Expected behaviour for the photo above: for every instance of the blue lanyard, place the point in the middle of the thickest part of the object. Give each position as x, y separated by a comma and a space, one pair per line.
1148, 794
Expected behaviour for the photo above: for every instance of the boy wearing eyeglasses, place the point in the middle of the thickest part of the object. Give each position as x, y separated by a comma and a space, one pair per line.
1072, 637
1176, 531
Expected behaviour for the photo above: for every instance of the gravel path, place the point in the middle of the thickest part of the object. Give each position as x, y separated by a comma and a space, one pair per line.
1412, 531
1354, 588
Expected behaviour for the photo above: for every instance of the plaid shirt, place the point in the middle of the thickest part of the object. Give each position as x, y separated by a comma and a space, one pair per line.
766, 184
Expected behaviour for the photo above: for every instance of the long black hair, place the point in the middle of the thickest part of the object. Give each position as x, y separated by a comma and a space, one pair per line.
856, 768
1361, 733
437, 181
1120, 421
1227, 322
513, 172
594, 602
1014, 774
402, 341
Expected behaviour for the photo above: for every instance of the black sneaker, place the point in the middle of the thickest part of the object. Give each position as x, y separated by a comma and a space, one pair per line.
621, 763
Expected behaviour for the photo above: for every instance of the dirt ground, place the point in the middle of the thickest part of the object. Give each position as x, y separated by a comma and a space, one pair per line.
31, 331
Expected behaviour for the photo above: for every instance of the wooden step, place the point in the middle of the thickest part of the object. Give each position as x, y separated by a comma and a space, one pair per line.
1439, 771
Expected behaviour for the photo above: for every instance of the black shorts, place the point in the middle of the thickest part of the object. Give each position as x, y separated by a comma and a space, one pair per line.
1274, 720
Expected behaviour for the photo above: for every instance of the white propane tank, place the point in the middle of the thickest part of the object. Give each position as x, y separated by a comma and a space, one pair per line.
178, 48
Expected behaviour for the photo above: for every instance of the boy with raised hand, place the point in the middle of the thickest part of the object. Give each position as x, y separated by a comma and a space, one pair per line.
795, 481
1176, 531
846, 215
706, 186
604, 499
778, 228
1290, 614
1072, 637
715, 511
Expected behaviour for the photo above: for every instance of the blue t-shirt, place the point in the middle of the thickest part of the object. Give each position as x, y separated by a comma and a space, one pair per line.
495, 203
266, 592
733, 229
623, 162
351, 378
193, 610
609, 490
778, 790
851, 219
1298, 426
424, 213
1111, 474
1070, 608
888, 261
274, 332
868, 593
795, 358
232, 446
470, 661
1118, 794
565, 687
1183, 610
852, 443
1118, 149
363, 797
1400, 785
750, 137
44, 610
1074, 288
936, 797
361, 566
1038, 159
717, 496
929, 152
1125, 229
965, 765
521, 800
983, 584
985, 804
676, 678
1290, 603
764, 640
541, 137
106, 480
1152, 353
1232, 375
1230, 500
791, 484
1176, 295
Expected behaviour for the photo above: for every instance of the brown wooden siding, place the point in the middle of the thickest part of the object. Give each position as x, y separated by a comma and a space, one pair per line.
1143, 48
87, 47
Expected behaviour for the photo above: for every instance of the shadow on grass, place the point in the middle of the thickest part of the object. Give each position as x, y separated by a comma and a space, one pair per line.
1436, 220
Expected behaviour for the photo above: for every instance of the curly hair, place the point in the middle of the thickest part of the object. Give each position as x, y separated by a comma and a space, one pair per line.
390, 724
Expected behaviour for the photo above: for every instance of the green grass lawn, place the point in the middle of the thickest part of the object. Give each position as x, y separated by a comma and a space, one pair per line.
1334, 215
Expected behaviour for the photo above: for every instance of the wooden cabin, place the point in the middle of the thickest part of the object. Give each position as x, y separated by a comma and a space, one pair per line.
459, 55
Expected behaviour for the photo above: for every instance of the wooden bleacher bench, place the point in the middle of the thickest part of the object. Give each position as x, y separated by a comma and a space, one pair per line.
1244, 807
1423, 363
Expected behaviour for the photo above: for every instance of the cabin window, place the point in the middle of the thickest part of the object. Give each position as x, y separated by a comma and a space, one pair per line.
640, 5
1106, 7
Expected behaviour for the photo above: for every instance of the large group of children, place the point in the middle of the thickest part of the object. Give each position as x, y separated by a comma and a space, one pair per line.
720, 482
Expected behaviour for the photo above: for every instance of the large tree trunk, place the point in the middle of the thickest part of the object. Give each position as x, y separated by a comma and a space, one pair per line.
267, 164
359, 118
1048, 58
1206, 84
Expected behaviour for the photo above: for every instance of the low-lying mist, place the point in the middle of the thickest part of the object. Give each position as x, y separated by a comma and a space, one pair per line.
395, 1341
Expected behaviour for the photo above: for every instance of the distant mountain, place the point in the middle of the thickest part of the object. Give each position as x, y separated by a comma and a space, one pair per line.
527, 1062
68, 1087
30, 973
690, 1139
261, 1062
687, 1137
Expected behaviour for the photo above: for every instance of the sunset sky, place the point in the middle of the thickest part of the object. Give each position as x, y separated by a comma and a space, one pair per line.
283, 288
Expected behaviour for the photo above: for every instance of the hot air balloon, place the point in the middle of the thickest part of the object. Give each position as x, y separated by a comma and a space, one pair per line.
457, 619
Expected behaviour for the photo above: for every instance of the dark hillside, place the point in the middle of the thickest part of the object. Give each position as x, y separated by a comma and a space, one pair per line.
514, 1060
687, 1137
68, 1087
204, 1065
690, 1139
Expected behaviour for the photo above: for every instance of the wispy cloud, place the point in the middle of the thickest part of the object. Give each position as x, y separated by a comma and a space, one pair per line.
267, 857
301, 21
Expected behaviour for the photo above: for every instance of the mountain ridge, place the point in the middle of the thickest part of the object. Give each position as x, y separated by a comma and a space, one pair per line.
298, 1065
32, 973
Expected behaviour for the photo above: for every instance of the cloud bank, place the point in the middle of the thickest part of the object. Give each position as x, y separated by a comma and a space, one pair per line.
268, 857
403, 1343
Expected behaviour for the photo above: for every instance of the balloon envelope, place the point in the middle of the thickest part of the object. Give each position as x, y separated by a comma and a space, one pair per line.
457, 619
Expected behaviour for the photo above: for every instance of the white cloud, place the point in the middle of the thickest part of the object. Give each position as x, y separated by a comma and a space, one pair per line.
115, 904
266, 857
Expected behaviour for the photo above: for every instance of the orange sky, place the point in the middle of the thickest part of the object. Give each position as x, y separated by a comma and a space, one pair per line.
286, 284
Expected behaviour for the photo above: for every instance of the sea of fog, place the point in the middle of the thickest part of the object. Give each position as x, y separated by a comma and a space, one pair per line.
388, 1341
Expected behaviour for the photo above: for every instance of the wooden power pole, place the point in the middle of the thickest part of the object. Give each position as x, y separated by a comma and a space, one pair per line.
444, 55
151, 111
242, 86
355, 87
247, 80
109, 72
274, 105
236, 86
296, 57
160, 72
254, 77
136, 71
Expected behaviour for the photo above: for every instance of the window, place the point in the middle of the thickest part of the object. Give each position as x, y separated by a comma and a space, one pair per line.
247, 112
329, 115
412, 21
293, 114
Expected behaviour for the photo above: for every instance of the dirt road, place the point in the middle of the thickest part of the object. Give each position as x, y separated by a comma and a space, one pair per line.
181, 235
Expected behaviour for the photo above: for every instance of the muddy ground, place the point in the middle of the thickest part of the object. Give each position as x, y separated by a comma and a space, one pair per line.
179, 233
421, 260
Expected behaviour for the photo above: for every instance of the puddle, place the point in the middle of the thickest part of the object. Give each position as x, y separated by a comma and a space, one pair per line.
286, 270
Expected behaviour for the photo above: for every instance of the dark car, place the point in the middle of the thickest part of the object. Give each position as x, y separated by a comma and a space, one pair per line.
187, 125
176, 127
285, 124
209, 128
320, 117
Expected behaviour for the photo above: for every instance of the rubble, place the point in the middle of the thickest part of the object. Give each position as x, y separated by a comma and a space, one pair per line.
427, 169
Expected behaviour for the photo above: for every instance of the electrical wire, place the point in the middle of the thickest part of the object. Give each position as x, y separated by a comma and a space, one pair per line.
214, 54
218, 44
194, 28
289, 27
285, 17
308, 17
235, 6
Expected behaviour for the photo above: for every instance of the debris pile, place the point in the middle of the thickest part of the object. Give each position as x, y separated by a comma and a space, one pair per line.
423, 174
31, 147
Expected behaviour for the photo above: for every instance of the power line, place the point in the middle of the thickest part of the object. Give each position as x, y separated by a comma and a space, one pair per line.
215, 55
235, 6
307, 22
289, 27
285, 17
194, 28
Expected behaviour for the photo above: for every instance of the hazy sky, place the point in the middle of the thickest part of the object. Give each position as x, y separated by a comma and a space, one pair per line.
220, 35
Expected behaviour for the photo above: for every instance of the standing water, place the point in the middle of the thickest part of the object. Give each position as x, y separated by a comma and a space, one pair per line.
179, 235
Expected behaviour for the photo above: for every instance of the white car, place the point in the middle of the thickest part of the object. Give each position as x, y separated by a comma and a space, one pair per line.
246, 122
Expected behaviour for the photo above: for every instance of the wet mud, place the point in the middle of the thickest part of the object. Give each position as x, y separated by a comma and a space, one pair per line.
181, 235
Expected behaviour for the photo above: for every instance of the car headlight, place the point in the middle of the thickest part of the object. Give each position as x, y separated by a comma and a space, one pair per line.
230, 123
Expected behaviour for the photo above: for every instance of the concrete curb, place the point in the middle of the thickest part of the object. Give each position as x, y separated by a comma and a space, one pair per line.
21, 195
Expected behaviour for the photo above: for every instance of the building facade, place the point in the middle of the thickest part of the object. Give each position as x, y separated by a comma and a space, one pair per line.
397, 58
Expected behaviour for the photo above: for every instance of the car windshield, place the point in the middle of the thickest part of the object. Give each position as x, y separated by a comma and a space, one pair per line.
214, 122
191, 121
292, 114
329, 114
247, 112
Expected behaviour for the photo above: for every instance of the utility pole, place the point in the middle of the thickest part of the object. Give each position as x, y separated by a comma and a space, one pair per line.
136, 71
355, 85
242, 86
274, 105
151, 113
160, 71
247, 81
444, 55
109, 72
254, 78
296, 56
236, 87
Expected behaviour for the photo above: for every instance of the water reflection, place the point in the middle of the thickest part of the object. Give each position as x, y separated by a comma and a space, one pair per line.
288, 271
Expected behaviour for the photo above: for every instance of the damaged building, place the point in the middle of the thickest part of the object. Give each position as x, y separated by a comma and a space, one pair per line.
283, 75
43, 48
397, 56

= = = =

→ Your goal
Copy out the material from the line containing "of the water" through the end, putting "widest" in place of "thickest" and leaving everything else unchanged.

→ Solution
Expected behaviour for the photo above: for every instance of the water reflection, place the point in the middle of the widest part of the object. Give each position as x, y separated by a comma and a space, one pair per line.
288, 271
Expected behaviour for the photo above: for every instance of the damaged building, place the point in the middle of the widest part of the object. Give each position as x, y separated by a comma and a space, one pair per line.
283, 75
43, 48
397, 56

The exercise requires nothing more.